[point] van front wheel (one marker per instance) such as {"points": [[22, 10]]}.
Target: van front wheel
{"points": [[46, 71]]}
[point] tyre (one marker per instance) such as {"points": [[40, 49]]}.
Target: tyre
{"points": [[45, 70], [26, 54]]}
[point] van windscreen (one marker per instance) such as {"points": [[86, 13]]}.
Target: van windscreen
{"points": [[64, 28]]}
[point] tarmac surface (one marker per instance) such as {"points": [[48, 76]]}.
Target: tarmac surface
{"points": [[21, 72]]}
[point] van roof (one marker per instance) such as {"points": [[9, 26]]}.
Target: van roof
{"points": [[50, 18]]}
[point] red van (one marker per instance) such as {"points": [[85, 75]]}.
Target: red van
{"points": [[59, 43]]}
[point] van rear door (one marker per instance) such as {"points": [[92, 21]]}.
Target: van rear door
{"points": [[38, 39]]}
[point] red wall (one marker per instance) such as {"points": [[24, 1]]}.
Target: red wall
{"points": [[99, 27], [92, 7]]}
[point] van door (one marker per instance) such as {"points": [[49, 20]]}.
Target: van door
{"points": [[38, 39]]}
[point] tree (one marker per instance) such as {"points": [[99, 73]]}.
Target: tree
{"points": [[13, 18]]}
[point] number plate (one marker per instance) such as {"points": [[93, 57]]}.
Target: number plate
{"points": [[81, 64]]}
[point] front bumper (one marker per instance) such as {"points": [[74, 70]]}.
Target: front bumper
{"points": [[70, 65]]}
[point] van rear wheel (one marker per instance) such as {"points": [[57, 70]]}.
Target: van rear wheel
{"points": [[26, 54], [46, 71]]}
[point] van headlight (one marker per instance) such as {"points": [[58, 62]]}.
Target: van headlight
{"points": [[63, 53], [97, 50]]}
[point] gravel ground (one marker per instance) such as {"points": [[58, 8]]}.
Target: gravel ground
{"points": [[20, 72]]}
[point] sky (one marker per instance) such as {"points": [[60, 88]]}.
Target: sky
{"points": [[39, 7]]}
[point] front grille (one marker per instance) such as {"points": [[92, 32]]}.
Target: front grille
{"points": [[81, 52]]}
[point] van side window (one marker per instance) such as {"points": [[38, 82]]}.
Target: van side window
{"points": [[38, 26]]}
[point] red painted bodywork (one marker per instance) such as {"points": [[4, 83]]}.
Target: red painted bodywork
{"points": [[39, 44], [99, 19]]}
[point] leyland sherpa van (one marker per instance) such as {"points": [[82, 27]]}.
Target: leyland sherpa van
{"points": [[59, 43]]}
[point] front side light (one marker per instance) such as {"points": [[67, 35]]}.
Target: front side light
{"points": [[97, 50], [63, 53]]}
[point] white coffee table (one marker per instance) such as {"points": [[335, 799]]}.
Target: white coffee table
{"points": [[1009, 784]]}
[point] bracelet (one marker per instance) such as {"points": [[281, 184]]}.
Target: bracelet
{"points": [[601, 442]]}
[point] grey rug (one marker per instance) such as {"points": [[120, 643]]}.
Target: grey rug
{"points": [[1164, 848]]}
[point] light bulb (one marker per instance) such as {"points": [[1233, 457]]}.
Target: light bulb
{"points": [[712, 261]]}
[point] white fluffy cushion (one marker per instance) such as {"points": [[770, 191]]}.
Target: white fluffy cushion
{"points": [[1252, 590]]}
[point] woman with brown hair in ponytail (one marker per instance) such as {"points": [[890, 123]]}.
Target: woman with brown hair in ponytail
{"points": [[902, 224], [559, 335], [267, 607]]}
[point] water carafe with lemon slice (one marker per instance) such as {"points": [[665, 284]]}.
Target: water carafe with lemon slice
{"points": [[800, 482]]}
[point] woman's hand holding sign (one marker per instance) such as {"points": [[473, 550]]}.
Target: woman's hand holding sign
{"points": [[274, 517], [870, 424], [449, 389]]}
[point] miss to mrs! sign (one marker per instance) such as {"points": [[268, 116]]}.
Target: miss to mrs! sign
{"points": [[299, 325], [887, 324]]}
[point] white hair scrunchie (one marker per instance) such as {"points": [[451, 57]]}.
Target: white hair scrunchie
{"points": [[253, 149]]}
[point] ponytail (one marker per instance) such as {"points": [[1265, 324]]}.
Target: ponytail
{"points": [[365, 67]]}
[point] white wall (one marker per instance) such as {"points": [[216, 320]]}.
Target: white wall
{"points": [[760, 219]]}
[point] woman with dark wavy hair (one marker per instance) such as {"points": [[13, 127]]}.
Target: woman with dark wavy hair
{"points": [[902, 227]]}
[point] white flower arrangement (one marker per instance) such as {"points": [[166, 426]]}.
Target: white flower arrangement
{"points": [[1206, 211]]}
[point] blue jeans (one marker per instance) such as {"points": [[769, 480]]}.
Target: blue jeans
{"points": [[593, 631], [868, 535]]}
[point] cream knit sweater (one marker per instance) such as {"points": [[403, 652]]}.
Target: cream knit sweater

What the exercise asks: Without any alteration, the preceding material should be retyped in full.

Finished task:
[point] van front wheel (one marker per instance) such as {"points": [[22, 10]]}.
Target: van front wheel
{"points": [[46, 71]]}
[point] tyre (one marker per instance) such as {"points": [[40, 49]]}.
Target: tyre
{"points": [[45, 70], [26, 54]]}
[point] van windscreen (one marker per instance) such as {"points": [[86, 13]]}.
Target: van windscreen
{"points": [[64, 28]]}
[point] tarmac surface (one marker per instance) such as {"points": [[48, 76]]}.
Target: tarmac surface
{"points": [[21, 72]]}
[point] van roof (one marker per instance) such as {"points": [[9, 26]]}.
Target: van roof
{"points": [[50, 18]]}
[point] red van (one marker per instance) such as {"points": [[85, 75]]}.
Target: red van
{"points": [[59, 43]]}
[point] van rear door (one marker per instance) such as {"points": [[92, 21]]}.
Target: van rear door
{"points": [[38, 39]]}
[point] red wall (one marker per instance) such as {"points": [[24, 1]]}.
Target: red wall
{"points": [[99, 27], [92, 7]]}
[point] van door (one marker per instance) such as {"points": [[49, 20]]}.
Target: van door
{"points": [[38, 39]]}
[point] tree (one marker per instance) such as {"points": [[99, 73]]}.
Target: tree
{"points": [[13, 18]]}
[point] number plate (one marker per instance) such as {"points": [[93, 57]]}.
Target: number plate
{"points": [[81, 64]]}
[point] front bumper (one marker per instance) such as {"points": [[74, 70]]}.
Target: front bumper
{"points": [[70, 65]]}
[point] van rear wheel (one marker per instance) such as {"points": [[57, 70]]}.
Target: van rear wheel
{"points": [[26, 54], [46, 71]]}
[point] van headlight (one marker per instance) such as {"points": [[58, 62]]}.
Target: van headlight
{"points": [[63, 53], [97, 50]]}
[point] gravel ground (one marker per instance) such as {"points": [[58, 8]]}.
Target: gravel ground
{"points": [[20, 72]]}
[point] sky (one marker per instance) such as {"points": [[60, 88]]}.
Target: sky
{"points": [[39, 7]]}
[point] front grille (one marker per instance) such as {"points": [[92, 32]]}.
Target: front grille
{"points": [[81, 52]]}
[point] van side window (one marker per instance) such as {"points": [[38, 82]]}.
Target: van side window
{"points": [[38, 26]]}
[point] red painted bodywork (one marker per instance) such as {"points": [[4, 83]]}.
Target: red painted bodywork
{"points": [[39, 44], [99, 19]]}
[point] leyland sherpa van (one marker per instance) such as {"points": [[82, 27]]}.
Target: leyland sherpa van
{"points": [[59, 43]]}
[point] front side light (one marker per instance) such as {"points": [[67, 35]]}.
Target: front side light
{"points": [[97, 50], [63, 53]]}
[point] white coffee table (one marker per instance) such as {"points": [[335, 799]]}.
Target: white coffee table
{"points": [[1009, 784]]}
[point] bracelet (one marker per instance) such as {"points": [[281, 184]]}.
Target: bracelet
{"points": [[601, 442]]}
[point] grey rug (one marker per instance) such as {"points": [[120, 643]]}.
Target: grey rug
{"points": [[1164, 848]]}
[point] light bulb (one marker per instance) such as {"points": [[1233, 457]]}.
Target: light bulb
{"points": [[712, 261]]}
[point] white fluffy cushion (one marker per instance) such as {"points": [[770, 191]]}.
Target: white fluffy cushion
{"points": [[1252, 590]]}
[point] woman with brown hair in ponytail (one marker per instance) such as {"points": [[890, 123]]}.
Target: woman with brown hair in ponytail
{"points": [[902, 224], [559, 335], [267, 607]]}
[point] water carafe with lemon slice (one marker per instance) such as {"points": [[665, 284]]}.
Target: water carafe with lemon slice
{"points": [[800, 482]]}
[point] woman's hand holding sign (one marker per instance) such as {"points": [[473, 550]]}.
Target: woman's hand holding sign
{"points": [[274, 517], [870, 424], [449, 389]]}
[point] miss to mrs! sign (one marker per instance) such as {"points": [[268, 116]]}.
Target: miss to mrs! sign
{"points": [[299, 325], [887, 324]]}
[point] white hair scrunchie (one marker per instance) such as {"points": [[451, 57]]}.
Target: white hair scrunchie
{"points": [[253, 149]]}
[point] ponytail (one marker per instance) such as {"points": [[1265, 324]]}.
Target: ponytail
{"points": [[365, 67]]}
[point] white wall (one marker per instance) such as {"points": [[216, 320]]}.
Target: white wall
{"points": [[760, 219]]}
[point] woman with dark wavy hair (one marker per instance) such as {"points": [[13, 127]]}.
Target: woman with dark wavy hair
{"points": [[902, 227]]}
[point] white flower arrangement (one marker per instance) such as {"points": [[166, 426]]}.
Target: white flower arrangement
{"points": [[1206, 211]]}
[point] blue jeans (one marker per instance) such as {"points": [[769, 480]]}.
Target: blue jeans
{"points": [[593, 631], [868, 535]]}
[point] cream knit sweater (one marker per instance) such as {"points": [[403, 652]]}.
Target: cream knit sweater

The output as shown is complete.